Joshua K. Ramjist, MD

Joshua K. Ramjist, MD

Graduation Date: 2011
Canada


Dr. Joshua K. Ramjist has never been one to shy away from trying something new. That’s why back in 2007 he jumped at the opportunity to join the Keith B. Taylor Global Scholars Program, a new program at St. George’s University for which students spend their first year of Basic Sciences at Northumbria University in the United Kingdom.

Now a fourth-year resident completing a research year in Toronto as part of his surgery residency at Maimonides Medical Center in Brooklyn, New York, he is grateful for the choice he made.

“The Global Scholars Program was hands down the best experience of my life,” Dr. Ramjist said. “I would do it again in a heartbeat.”

Dr. Ramjist joined the second Global Scholars class in 2007. In addition to enjoying smaller class sizes and the chance to explore a new country and continent, he also found that the experience in the UK helped him transition to Grenada, where he spent Terms 3 and 4 before moving on to clinical rotations.

“I moved to Grenada with 100 of my best friends,” Dr. Ramjist said. “What I’d done in Newcastle I just did in Grenada. I already had a routine established. I was able to focus on my study skills and develop as a student, which allowed me to build on the foundation that I had.”

He completed his rotations in New York City before securing his residency in Brooklyn, for which he felt more than adequately prepared.

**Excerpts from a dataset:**

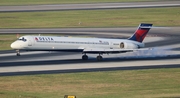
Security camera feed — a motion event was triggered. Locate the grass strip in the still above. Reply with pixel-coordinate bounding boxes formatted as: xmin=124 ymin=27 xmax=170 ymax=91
xmin=0 ymin=0 xmax=157 ymax=5
xmin=0 ymin=7 xmax=180 ymax=28
xmin=0 ymin=68 xmax=180 ymax=98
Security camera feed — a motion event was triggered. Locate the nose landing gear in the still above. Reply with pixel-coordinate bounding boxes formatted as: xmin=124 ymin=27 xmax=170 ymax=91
xmin=16 ymin=50 xmax=21 ymax=56
xmin=97 ymin=54 xmax=103 ymax=61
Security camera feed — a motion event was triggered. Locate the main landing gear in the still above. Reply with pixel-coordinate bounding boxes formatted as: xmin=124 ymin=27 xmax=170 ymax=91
xmin=82 ymin=54 xmax=88 ymax=60
xmin=82 ymin=54 xmax=103 ymax=61
xmin=16 ymin=50 xmax=21 ymax=56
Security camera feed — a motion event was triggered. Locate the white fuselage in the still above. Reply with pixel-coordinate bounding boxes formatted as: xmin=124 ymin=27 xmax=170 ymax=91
xmin=11 ymin=36 xmax=144 ymax=52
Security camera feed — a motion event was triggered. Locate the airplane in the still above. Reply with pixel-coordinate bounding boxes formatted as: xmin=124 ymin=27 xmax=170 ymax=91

**EXERCISE AIM:**
Repeat, word for word, the portion of the Joshua K. Ramjist profile above that begins with "Dr. Ramjist joined" and ends with "to clinical rotations.".

**RESULT OF THE EXERCISE:**
Dr. Ramjist joined the second Global Scholars class in 2007. In addition to enjoying smaller class sizes and the chance to explore a new country and continent, he also found that the experience in the UK helped him transition to Grenada, where he spent Terms 3 and 4 before moving on to clinical rotations.